**Required task**
Can you rewrite everything from the line containing "Note to the class: point to the oak" down through the end of the records, with "truck" changed to "lorry" and nothing else altered?

**Record list**

** BEGIN **

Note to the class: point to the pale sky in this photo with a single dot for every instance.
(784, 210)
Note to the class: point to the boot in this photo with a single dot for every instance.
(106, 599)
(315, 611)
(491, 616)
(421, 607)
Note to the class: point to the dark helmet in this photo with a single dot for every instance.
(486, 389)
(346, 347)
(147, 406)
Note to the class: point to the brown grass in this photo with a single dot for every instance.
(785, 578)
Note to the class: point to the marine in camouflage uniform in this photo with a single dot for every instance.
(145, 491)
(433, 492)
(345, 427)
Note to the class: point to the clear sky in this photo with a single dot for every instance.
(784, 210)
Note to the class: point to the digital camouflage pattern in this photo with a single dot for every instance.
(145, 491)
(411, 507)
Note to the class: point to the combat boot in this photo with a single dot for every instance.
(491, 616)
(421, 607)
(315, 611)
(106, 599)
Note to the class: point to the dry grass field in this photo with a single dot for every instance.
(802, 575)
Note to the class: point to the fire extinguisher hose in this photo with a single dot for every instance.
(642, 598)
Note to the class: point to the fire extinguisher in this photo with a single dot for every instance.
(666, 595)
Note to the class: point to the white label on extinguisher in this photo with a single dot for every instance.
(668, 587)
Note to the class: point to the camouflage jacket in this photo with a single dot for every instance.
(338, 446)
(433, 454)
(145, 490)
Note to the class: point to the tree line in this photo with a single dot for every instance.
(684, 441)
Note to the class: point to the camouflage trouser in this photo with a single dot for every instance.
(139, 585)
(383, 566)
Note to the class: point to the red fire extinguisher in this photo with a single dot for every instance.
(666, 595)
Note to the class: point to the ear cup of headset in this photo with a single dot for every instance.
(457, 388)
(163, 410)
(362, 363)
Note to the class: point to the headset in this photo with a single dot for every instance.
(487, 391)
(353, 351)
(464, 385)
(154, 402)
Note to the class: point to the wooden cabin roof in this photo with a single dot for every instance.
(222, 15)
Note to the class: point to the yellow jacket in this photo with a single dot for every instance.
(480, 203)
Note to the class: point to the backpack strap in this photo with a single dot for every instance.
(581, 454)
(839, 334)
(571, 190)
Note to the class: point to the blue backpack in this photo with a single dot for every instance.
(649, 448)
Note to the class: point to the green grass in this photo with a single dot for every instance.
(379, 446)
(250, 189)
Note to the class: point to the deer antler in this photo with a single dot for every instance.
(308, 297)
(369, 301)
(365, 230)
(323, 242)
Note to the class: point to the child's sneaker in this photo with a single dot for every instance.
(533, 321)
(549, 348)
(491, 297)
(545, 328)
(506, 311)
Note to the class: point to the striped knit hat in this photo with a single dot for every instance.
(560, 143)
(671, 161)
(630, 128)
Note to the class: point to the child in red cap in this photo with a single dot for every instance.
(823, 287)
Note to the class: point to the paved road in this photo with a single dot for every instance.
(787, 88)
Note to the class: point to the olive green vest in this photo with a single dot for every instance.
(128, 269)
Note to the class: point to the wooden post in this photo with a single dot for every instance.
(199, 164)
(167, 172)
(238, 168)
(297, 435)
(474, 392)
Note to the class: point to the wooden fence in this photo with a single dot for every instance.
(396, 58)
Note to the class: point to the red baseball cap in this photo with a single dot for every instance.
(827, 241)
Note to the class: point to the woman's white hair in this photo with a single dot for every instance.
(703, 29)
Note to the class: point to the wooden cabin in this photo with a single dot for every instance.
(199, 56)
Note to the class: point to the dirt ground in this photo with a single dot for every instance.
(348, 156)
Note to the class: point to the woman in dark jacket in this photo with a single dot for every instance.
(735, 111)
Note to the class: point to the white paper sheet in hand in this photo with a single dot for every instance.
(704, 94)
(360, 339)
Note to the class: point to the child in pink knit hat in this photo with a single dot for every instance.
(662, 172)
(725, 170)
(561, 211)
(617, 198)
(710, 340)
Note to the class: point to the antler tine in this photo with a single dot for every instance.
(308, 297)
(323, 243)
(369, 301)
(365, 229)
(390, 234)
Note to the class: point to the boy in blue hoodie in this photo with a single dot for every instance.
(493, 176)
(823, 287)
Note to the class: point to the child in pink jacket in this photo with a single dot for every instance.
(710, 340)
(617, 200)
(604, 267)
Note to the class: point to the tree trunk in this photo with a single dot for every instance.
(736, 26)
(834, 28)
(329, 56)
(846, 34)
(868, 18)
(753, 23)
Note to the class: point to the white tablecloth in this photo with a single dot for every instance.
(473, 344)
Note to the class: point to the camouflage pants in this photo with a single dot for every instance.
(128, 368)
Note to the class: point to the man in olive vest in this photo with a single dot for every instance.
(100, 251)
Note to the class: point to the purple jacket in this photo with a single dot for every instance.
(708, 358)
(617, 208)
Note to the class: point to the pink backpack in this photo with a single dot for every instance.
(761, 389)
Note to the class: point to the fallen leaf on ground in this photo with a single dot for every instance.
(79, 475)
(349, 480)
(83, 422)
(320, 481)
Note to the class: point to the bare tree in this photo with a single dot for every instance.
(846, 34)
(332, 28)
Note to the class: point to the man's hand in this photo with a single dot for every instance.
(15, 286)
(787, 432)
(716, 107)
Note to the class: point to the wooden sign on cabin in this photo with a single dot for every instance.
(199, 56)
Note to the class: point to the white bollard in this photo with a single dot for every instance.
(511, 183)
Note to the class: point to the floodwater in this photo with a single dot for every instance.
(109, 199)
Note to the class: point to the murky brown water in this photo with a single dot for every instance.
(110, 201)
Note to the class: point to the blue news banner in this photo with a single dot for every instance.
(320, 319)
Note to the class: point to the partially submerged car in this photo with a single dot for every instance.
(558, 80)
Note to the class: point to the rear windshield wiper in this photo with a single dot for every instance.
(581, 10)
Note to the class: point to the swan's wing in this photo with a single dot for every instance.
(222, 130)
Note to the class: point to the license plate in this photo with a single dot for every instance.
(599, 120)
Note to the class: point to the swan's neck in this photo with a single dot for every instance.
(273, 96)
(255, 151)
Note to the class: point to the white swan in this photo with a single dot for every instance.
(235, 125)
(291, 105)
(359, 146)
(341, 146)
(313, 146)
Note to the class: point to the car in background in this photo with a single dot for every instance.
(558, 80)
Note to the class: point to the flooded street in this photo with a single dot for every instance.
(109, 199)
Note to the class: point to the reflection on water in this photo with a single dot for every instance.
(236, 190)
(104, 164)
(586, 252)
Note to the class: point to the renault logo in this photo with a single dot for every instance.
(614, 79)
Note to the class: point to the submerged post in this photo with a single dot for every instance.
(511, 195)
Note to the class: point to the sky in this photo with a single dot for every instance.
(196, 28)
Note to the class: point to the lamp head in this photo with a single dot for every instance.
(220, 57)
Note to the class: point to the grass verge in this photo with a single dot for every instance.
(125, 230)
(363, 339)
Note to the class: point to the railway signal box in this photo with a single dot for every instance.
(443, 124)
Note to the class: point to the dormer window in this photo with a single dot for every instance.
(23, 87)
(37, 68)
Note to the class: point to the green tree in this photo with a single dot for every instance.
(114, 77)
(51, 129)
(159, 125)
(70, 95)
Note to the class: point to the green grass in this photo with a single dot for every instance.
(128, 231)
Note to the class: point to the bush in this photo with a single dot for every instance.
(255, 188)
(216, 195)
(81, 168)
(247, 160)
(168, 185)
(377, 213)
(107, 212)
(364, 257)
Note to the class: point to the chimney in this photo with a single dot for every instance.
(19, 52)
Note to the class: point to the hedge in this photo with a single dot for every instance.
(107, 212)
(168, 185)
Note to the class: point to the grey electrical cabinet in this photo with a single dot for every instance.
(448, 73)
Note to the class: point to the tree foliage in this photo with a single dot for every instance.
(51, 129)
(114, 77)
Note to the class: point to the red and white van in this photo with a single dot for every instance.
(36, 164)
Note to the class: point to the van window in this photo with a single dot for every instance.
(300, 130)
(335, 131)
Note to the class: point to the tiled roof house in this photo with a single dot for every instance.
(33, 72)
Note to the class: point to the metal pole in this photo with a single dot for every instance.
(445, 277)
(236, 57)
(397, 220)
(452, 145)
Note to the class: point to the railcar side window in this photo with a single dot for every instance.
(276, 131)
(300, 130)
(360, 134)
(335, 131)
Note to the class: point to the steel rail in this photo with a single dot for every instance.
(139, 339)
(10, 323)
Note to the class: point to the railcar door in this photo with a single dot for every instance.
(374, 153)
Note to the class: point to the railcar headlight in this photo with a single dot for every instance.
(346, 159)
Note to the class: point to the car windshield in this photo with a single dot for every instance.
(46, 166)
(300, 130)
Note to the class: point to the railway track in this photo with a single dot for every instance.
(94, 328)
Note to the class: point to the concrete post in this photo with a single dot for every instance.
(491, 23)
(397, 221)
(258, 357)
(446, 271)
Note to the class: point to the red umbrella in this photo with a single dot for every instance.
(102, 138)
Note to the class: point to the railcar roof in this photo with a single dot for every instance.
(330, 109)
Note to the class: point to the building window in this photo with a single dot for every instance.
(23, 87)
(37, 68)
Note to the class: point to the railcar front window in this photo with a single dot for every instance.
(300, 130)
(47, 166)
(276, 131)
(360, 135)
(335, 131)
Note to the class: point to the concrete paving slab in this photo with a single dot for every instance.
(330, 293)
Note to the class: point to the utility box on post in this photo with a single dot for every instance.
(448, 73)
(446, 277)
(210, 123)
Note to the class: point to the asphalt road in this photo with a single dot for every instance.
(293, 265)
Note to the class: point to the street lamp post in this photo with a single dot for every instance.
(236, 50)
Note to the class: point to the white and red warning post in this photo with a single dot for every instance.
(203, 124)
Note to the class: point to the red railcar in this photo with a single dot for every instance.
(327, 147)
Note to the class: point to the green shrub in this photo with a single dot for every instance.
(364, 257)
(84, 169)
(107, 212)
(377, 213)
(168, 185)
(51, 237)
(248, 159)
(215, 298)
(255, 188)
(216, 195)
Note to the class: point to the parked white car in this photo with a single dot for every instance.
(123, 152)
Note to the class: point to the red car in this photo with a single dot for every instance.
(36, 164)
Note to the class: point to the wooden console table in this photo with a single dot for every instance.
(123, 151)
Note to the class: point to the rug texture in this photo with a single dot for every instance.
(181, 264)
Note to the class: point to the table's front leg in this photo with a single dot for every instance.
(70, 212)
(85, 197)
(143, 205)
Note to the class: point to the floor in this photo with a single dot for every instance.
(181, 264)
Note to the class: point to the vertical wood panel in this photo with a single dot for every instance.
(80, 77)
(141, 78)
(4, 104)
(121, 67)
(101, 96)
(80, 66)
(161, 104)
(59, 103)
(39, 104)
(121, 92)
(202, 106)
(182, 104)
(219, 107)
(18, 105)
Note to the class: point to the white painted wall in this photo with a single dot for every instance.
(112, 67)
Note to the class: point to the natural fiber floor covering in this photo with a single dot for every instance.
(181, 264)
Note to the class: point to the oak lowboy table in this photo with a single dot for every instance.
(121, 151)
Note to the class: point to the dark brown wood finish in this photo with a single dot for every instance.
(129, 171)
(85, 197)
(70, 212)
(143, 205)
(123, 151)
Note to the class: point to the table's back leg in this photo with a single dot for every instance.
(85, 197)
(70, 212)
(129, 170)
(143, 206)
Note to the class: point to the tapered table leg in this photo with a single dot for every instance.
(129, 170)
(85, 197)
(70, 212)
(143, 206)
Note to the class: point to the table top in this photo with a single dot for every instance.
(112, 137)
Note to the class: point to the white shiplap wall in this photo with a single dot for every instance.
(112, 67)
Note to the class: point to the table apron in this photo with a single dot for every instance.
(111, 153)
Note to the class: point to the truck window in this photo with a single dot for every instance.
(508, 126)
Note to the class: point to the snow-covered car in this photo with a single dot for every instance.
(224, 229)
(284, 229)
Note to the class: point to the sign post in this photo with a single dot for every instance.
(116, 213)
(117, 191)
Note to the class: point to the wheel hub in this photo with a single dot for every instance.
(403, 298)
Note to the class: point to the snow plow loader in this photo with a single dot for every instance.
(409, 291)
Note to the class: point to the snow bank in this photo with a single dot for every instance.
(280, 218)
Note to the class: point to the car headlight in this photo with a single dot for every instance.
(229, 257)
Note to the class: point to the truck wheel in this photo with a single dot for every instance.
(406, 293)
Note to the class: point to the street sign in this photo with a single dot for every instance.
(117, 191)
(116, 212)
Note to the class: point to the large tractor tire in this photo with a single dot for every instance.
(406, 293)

** END **

**Written solution**
Note to the class: point to the oak lowboy table in this photo with a single dot for every instance.
(121, 151)
Note to the class: point to the dark brown wood finish in this photo with a single dot for every instance.
(129, 171)
(85, 197)
(70, 212)
(143, 205)
(123, 151)
Note to the class: point to the table's back leg in this photo with a single dot for every instance.
(85, 197)
(70, 212)
(129, 170)
(143, 206)
Note to the class: point to the tapered table leg in this photo with a single dot for every instance.
(129, 170)
(85, 197)
(70, 212)
(143, 206)
Note to the class: point to the table top in this photo with a single dot for every instance.
(112, 137)
Note to the class: point to the white shiplap wall in this photo with a single dot for every instance.
(112, 67)
Note to the class: point to the table apron in this photo with a single dot for every instance.
(111, 153)
Note to the class: point to the lorry window in this photo with a single dot for every instance.
(508, 126)
Note to the class: point to the snow-covered car in this photo with a single dot for every instance.
(224, 229)
(284, 229)
Note to the class: point to the sign post in this photo with a single dot for every instance.
(116, 213)
(117, 191)
Note to the class: point to the wheel hub in this photo with a single dot for every instance.
(403, 298)
Note to the class: point to the snow plow loader in this photo with a single dot for every instance.
(409, 291)
Note to the class: point to the snow bank in this photo with a single dot for every instance.
(280, 218)
Note to the class: point to the car headlight in this photo with a single dot for every instance.
(229, 257)
Note to the class: point to the lorry wheel in this photo with a single dot for every instance.
(406, 293)
Note to the class: point to the street sign in this photo with a single dot for every instance.
(117, 191)
(116, 212)
Note to the class: point to the large tractor tire in this photo with a single dot for every instance.
(406, 293)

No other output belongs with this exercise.